EXERCISE. Write out the records beneath this line exactly as they appear, minus any images.

+++ ROWS +++

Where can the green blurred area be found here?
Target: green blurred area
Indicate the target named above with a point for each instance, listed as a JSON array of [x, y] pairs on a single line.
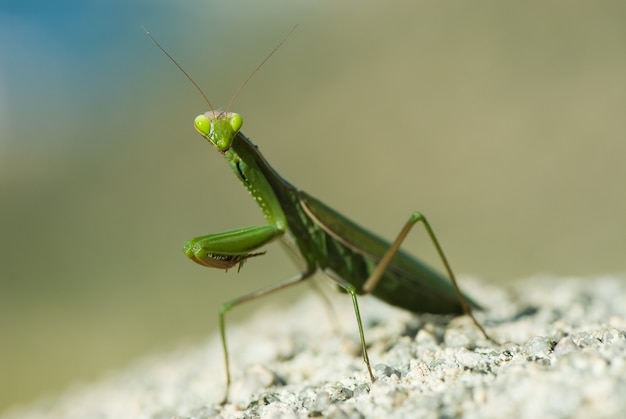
[[503, 122]]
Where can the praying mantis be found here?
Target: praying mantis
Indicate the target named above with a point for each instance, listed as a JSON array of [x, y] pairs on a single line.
[[358, 261]]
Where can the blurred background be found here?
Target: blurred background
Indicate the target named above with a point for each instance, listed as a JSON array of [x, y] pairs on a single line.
[[504, 123]]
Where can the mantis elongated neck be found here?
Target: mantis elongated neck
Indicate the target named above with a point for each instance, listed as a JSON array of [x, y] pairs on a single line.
[[265, 185]]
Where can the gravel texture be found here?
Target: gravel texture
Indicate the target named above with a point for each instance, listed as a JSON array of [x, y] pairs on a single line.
[[561, 353]]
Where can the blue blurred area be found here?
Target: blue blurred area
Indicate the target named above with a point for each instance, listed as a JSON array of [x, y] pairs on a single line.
[[69, 57]]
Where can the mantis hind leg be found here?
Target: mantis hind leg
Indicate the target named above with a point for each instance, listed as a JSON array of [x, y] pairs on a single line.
[[226, 307], [350, 289], [377, 275]]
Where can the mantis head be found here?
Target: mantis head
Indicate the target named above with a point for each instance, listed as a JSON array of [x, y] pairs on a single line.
[[219, 127]]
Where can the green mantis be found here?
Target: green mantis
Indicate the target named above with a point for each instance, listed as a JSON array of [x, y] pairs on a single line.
[[358, 261]]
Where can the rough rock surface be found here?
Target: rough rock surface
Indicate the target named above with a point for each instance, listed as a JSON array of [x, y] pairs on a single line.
[[561, 353]]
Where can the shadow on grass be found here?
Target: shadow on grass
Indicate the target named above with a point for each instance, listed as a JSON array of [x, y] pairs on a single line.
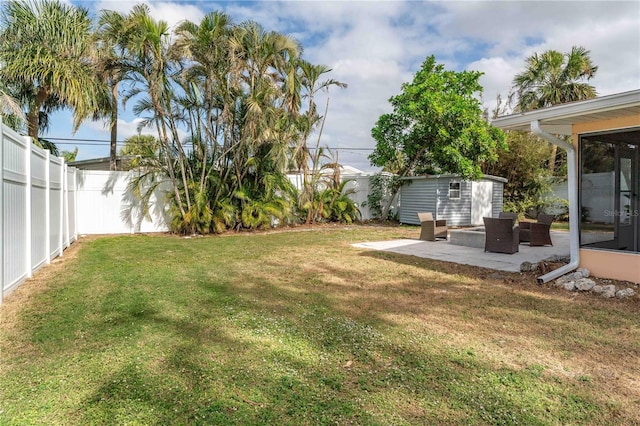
[[376, 338]]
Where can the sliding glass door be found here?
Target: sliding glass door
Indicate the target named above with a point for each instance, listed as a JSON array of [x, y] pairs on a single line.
[[610, 190]]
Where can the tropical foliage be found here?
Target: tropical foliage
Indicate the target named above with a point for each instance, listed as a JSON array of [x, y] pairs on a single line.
[[553, 78], [232, 107], [436, 126], [529, 163], [44, 49]]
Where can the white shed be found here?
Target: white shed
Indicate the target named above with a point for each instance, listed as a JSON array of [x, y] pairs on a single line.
[[461, 202]]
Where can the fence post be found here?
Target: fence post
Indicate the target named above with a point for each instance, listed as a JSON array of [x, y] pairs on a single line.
[[75, 204], [47, 204], [65, 207], [1, 210], [27, 198], [61, 221]]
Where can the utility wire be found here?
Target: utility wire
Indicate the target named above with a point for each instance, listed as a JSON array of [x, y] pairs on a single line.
[[102, 142]]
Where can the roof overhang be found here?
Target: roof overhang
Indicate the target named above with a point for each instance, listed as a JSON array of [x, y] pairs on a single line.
[[560, 119]]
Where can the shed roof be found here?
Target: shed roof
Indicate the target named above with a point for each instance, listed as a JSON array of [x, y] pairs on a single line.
[[560, 119], [451, 176]]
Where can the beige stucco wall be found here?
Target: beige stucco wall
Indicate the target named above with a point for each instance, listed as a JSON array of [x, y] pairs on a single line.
[[617, 265]]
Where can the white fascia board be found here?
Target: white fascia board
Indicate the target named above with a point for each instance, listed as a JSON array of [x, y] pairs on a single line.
[[559, 119]]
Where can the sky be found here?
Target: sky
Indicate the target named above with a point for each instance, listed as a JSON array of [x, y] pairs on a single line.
[[375, 46]]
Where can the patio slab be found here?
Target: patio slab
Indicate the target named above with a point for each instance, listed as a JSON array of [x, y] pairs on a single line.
[[444, 250]]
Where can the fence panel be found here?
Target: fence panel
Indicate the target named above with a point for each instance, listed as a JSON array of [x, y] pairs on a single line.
[[106, 206], [39, 208], [55, 203], [14, 202], [32, 214]]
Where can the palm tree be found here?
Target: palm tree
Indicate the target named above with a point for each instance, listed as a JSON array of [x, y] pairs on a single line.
[[111, 64], [554, 78], [44, 48]]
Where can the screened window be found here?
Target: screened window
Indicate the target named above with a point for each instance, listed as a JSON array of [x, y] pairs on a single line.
[[609, 188], [454, 190]]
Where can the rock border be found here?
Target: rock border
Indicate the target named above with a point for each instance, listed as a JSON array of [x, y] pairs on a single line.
[[579, 280]]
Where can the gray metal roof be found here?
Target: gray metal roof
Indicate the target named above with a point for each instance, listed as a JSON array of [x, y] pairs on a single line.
[[559, 119]]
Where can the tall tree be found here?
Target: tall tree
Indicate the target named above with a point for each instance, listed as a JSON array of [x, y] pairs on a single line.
[[44, 50], [111, 63], [553, 78], [436, 126]]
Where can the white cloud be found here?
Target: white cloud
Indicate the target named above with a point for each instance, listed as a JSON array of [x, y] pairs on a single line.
[[375, 46]]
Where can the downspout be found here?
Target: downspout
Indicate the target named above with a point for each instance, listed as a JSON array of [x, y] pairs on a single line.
[[574, 213]]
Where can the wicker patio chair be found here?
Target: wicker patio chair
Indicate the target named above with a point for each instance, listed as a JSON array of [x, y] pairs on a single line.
[[537, 233], [501, 235], [432, 229]]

+++

PROBLEM SOLUTION.
Where can the green blurred area be found here?
Target: green blurred area
Indicate the target named above with a point for each instance, listed as a JSON array of [x, y] pairs on a single line.
[[503, 122]]
Where can the praying mantis be found here?
Target: praying mantis
Indicate the target named above with a point for each instance, listed as a JSON array of [x, y] pairs on a single line.
[[358, 261]]
Where can the blurred background be found here?
Target: blurred background
Indicate the target named above with a point for each instance, listed as a JSON array of [x, y] pairs on a single line.
[[504, 123]]
Where can the mantis elongated neck be found here?
Target: mantis elongated neck
Indicate the target named above with a point for each instance, listed as a JSON array of [x, y] pairs on a single line.
[[265, 185]]
Where can the gravel texture be found here?
Target: gravel texture
Indicate the target named above with a point for each instance, listed as a JSON array of [x, y] pairs on a single line.
[[561, 353]]
Where can the blue blurred area be found here?
Target: blue blurred area
Indicate the target named above with a point for each instance, listed as a JSON array of [x, y] pairs on a single line.
[[69, 57]]
Where can the mantis hind leg be found here?
Target: mantis hind leg
Indicate the target named above with a point for each instance, listed as a JSON array of [x, y] pairs on a single line.
[[226, 307], [350, 289], [377, 275]]
Where can the mantis head be found here?
Target: mantis head
Indicate the target named above with a point for each instance, listed as a JSON array of [x, y] pairs on a single line.
[[219, 127]]
Where can the green mantis be found here?
Target: green mantis
Indicate the target named above with a point for each instance, listed as a JSON array of [x, y] pairs on a single line.
[[358, 261]]
Where can the rough rock surface be found here?
Target: rough rock surface
Indicate the target named above with a point for each instance, listed as a JSON array of [x, y] pairs on a single line.
[[561, 353]]
Where can the shadow on grass be found here?
Target: shadow on grass
Indicate the target named above with a point for each instance, listed as a JSON array of [x, y] pairs on a single line.
[[376, 338]]
Where can the sliding glass door be found here?
Target: sliding glass door
Indicate the target named above with a point for each instance, listed as a JSON array of [x, y] pairs on a single line.
[[610, 190]]
Where can the tropical foliage be found here?
Target: tropical foliage
Indicate the target named above with a point for each instance, listed as a JSON array of [x, y] pairs on a single line.
[[553, 78], [232, 107], [436, 126], [529, 163], [44, 49]]
Where can the white shed be found here?
Target: white shed
Indicate the target named above with a point for each instance, listed as a JSON array of [x, y] pairs on a single line.
[[461, 202]]
Where can the fence post be found here?
Target: fence post
Indicate the target named above with a point for each instance, listed as a JSON array of [x, y] pairs on a single line.
[[75, 204], [47, 204], [65, 207], [1, 210], [27, 198], [61, 221]]
Where can the utility wire be found here?
Target: utility wire
Indicate the target named above with a point for each instance, listed as a JSON array of [x, y] pairs on a single line.
[[102, 142]]
Where can the roof overhang be found here?
Target: roof overhang
Indicate the target named above with a point for each instance, listed as a JSON array of [x, y] pairs on a single line.
[[560, 119]]
Where can the shed roof be found here?
Target: shed roof
Indicate the target named above with a point for each instance, listed as a JSON array of [x, y] pairs on a single line.
[[560, 119], [451, 176]]
Where can the beige stucco wall be found here?
Target: beige stucco wall
Indicate the target named above with a point for each instance, listed as a JSON array of [x, y] pairs on a single line.
[[617, 265]]
Where can the white fascia board be found here?
Target: white fascia board
Indicate the target named above with a point for each instance, listed as a JSON array of [x, y] pairs on a single line.
[[559, 119]]
Where can the sky be found here?
Target: sky
Indicate the target named above with a point for each instance, listed as a JSON array of [x, y] pairs on a single line.
[[375, 46]]
Where can the patio slab be found here?
Target: patio slab
Indicate the target named above with a point for each instance, listed as a JSON array of [x, y] pairs on a single line.
[[444, 250]]
Where can the fence panel be found here?
Target: fence panel
Indicate the target named above with a point for each instance, listed as a JSON array of [x, y] pairs on a single line.
[[106, 206], [39, 208], [55, 203], [14, 202], [32, 214]]
Where can the palm tree be found here?
Target: palm tree
Indicate the target named above with a point for each instance, listed as a JSON array of [x, y] pairs on a single line.
[[111, 64], [554, 78], [44, 48]]
Where can the screened window be found here?
Target: screened window
Indicate the target named above with a point for each instance, listed as a JSON array of [x, y] pairs on a single line.
[[609, 188], [454, 190]]
Where can the rock border be found here?
Target: rock border
Indicate the target named above with a point for each instance, listed as a JSON array of [x, y] pairs on a single line.
[[579, 280]]
Where can the gray metal roof be found here?
Target: gray metal roof
Indicate the target named above with a point for each instance, listed as a JSON array of [x, y] pairs on a single line.
[[559, 119]]
Where can the tall tree be found here?
Target: tall tree
Indicate the target named above with a point for each instance, listed as a JSON array of [x, y] pairs on a single line.
[[44, 50], [111, 63], [553, 78], [436, 126]]
Where can the white cloud be found here?
Target: white cloud
Indicate the target named above with a point for each instance, listed as a JSON array of [x, y] pairs on a single line.
[[375, 46]]
Where can the downspout be found here?
Target: downspout
Indicate the target named above with a point for each instance, listed as a JSON array of [x, y] pairs on a single line.
[[574, 213]]
Where can the wicker patio chair be found here?
Target: wicker patio chair
Indicate the target named above with a point for each instance, listed as a JSON array of [x, y] pairs on a single line.
[[537, 233], [501, 235], [432, 229]]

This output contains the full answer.